Assigned task> Down to the final line, print the records below exactly and without pictures.

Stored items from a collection
........

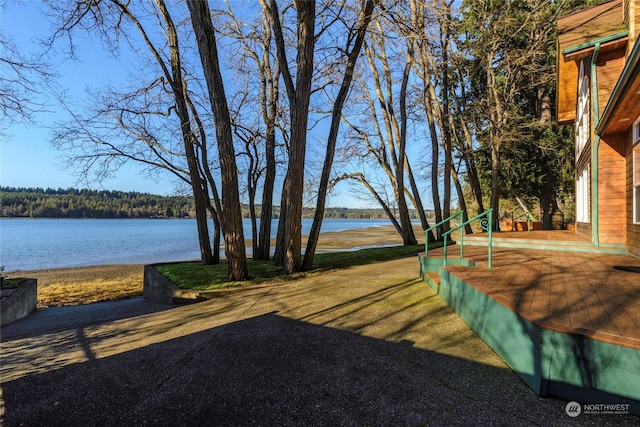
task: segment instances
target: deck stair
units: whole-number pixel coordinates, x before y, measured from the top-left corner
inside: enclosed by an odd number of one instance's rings
[[[464,236],[465,246],[486,247],[488,244],[489,239],[485,234],[469,234]],[[625,245],[622,244],[601,243],[599,246],[595,246],[591,242],[512,238],[506,236],[502,237],[497,233],[494,233],[493,235],[493,247],[511,249],[534,249],[545,251],[585,252],[610,255],[629,255],[628,249]]]
[[[419,254],[421,278],[536,394],[628,404],[640,415],[640,332],[625,309],[640,301],[638,282],[616,267],[637,260],[624,246],[596,247],[563,231],[494,233],[492,247],[503,250],[492,269],[484,262],[486,235],[463,236],[464,258],[456,241],[448,248],[452,268],[440,248]],[[558,289],[563,298],[553,297]],[[597,298],[587,302],[586,289]]]
[[[444,266],[444,258],[441,256],[425,256],[424,252],[418,255],[420,260],[420,277],[427,282],[431,288],[438,292],[440,287],[440,268]],[[460,257],[447,257],[448,265],[464,265],[473,267],[475,264]]]
[[[440,283],[442,282],[442,279],[440,278],[440,273],[436,271],[427,271],[423,273],[422,280],[427,282],[429,286],[431,286],[434,289],[440,287]]]

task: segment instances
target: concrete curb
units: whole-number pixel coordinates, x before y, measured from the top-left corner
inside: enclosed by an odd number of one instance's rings
[[[35,311],[38,300],[38,281],[28,279],[16,289],[0,293],[0,326],[22,319]]]

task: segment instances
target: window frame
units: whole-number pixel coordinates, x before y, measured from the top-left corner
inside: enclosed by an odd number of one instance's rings
[[[578,76],[578,97],[576,102],[575,121],[575,151],[576,159],[584,151],[591,141],[591,103],[589,99],[589,78],[584,72],[584,61],[580,62],[580,74]]]
[[[591,186],[589,166],[576,179],[576,222],[591,223]]]

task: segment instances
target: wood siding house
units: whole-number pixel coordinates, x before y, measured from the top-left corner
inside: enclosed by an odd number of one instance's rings
[[[576,231],[461,233],[420,276],[535,393],[640,415],[640,0],[557,27]]]
[[[557,25],[558,123],[575,126],[576,232],[640,256],[640,0]]]

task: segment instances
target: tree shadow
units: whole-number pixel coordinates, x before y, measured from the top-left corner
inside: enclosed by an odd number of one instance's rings
[[[580,424],[508,369],[275,313],[25,375],[2,395],[5,426]]]
[[[143,298],[39,308],[29,316],[3,326],[2,341],[31,337],[43,332],[51,333],[69,328],[96,326],[171,308],[173,307]]]
[[[455,295],[456,311],[536,393],[640,413],[629,397],[640,387],[640,283],[616,268],[633,259],[527,250],[497,258],[493,270],[466,273],[472,289]]]

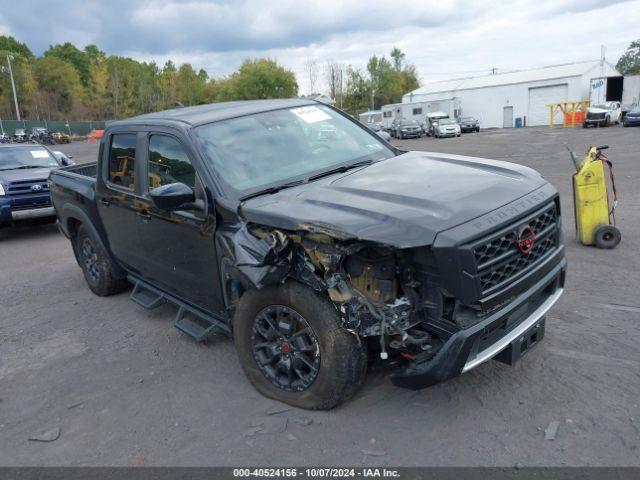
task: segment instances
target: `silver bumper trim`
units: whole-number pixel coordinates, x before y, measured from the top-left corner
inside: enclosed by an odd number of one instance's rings
[[[11,212],[14,220],[25,220],[28,218],[53,217],[56,210],[53,207],[31,208],[29,210],[15,210]]]
[[[507,333],[504,337],[502,337],[496,343],[491,345],[489,348],[486,348],[485,350],[478,352],[475,357],[467,360],[467,363],[465,363],[462,371],[466,372],[468,370],[471,370],[472,368],[477,367],[481,363],[484,363],[487,360],[492,359],[502,350],[507,348],[511,342],[513,342],[516,338],[518,338],[520,335],[526,332],[529,328],[535,325],[537,321],[539,321],[542,317],[544,317],[544,315],[549,311],[549,309],[553,307],[553,305],[558,301],[558,299],[562,295],[562,292],[564,292],[564,289],[562,288],[559,288],[558,290],[556,290],[556,292],[553,295],[547,298],[545,302],[542,305],[540,305],[538,308],[536,308],[533,311],[533,313],[529,315],[529,317],[527,317],[525,320],[522,321],[522,323],[520,323],[520,325],[518,325],[512,331]]]

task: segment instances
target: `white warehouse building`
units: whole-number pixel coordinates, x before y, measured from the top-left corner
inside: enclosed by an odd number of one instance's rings
[[[548,104],[590,99],[622,99],[622,75],[606,60],[428,83],[403,95],[402,103],[446,102],[455,116],[500,128],[515,126],[518,117],[523,125],[549,125]],[[562,123],[561,114],[554,123]]]

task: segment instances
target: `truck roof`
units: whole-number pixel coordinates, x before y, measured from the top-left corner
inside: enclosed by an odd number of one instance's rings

........

Response area>
task: segment instances
target: deck stair
units: whole-number pixel coordinates, x before y, measured from the top-left corner
inside: enclosed by an odd number of one instance's rings
[[[464,236],[465,246],[486,247],[488,244],[489,239],[485,234],[469,234]],[[625,245],[622,244],[601,243],[599,246],[595,246],[591,242],[512,238],[506,236],[502,237],[497,233],[494,233],[493,235],[493,247],[511,249],[534,249],[545,251],[585,252],[610,255],[629,255],[628,249]]]
[[[419,254],[421,278],[536,394],[628,404],[640,415],[640,332],[625,309],[640,301],[638,282],[616,267],[637,260],[624,246],[596,247],[563,231],[494,233],[492,247],[503,250],[492,269],[484,262],[486,235],[463,236],[464,258],[456,241],[448,248],[452,268],[440,248]],[[558,289],[563,298],[553,297]],[[597,298],[587,302],[586,289]]]
[[[444,266],[444,258],[441,256],[425,256],[424,252],[418,255],[420,260],[420,277],[427,282],[431,288],[438,292],[440,287],[440,268]],[[460,257],[447,257],[448,265],[464,265],[473,267],[475,264]]]
[[[440,283],[442,282],[442,279],[440,278],[440,273],[436,271],[427,271],[423,273],[422,280],[427,282],[429,286],[431,286],[434,289],[440,287]]]

task: segment instances
target: concrete curb
units: whole-number pixel coordinates, x before y, measured from the top-left corner
inside: enclosed by an odd number of one instance's rings
[[[35,311],[38,300],[38,281],[28,279],[16,289],[0,293],[0,326],[22,319]]]

task: segment instances
target: window frame
units: whole-number pixel coordinates, x before y, measured from the top-left corner
inside: enclosed by an odd number of one instance's rings
[[[578,76],[578,97],[576,102],[575,121],[575,151],[576,159],[584,151],[591,141],[591,103],[589,99],[589,78],[584,72],[584,61],[580,62],[580,74]]]
[[[591,186],[589,166],[576,179],[576,222],[591,223]]]

task: segment instances
target: wood siding house
units: whole-number pixel coordinates, x before y, measured from the top-left corner
inside: enclosed by an odd number of one instance's rings
[[[576,231],[461,233],[420,276],[535,393],[640,415],[640,0],[557,27]]]
[[[557,25],[558,123],[575,126],[576,232],[640,256],[640,0]]]

task: segment instances
target: tree shadow
units: whole-number pixel coordinates, x before y, measured from the top-left corner
inside: enclosed by an odd number of one instance's rings
[[[580,424],[508,369],[275,313],[25,375],[2,395],[5,426]]]
[[[143,298],[39,308],[29,316],[3,326],[2,341],[31,337],[43,332],[51,333],[69,328],[96,326],[171,308],[173,307]]]
[[[455,295],[456,311],[536,393],[640,413],[629,397],[640,387],[640,283],[616,268],[633,259],[527,250],[497,258],[493,270],[466,273],[472,289]]]

task: segment instances
target: `silver bumper trim`
units: whole-number pixel coordinates, x before y, measured from the top-left corner
inside: enclosed by an odd number of one instance's rings
[[[11,212],[14,220],[25,220],[28,218],[53,217],[56,210],[53,207],[31,208],[29,210],[15,210]]]
[[[507,333],[504,337],[502,337],[496,343],[491,345],[489,348],[486,348],[485,350],[478,352],[475,357],[467,360],[467,363],[465,363],[462,371],[466,372],[468,370],[471,370],[472,368],[477,367],[481,363],[484,363],[487,360],[492,359],[502,350],[507,348],[511,342],[513,342],[516,338],[518,338],[520,335],[526,332],[529,328],[535,325],[537,321],[539,321],[542,317],[544,317],[544,315],[549,311],[549,309],[553,307],[553,305],[558,301],[558,299],[562,295],[562,292],[564,292],[564,289],[562,288],[559,288],[558,290],[556,290],[556,292],[553,295],[547,298],[545,302],[542,305],[540,305],[538,308],[536,308],[533,311],[533,313],[529,315],[529,317],[527,317],[525,320],[522,321],[522,323],[520,323],[520,325],[518,325],[512,331]]]

task: segment instances
target: `white warehouse building`
units: whole-number pixel coordinates, x before y, measured from the top-left corner
inside: enclosed by an odd number of one instance's rings
[[[548,104],[590,99],[622,99],[622,75],[606,60],[428,83],[403,95],[402,103],[446,102],[455,116],[500,128],[515,126],[518,117],[523,125],[549,125]],[[562,123],[561,114],[554,123]]]

task: segment instances
target: `truck roof`
units: whole-number pixel coordinates, x before y, measured from the top-left corner
inside: enclosed by an odd number of one instance's rings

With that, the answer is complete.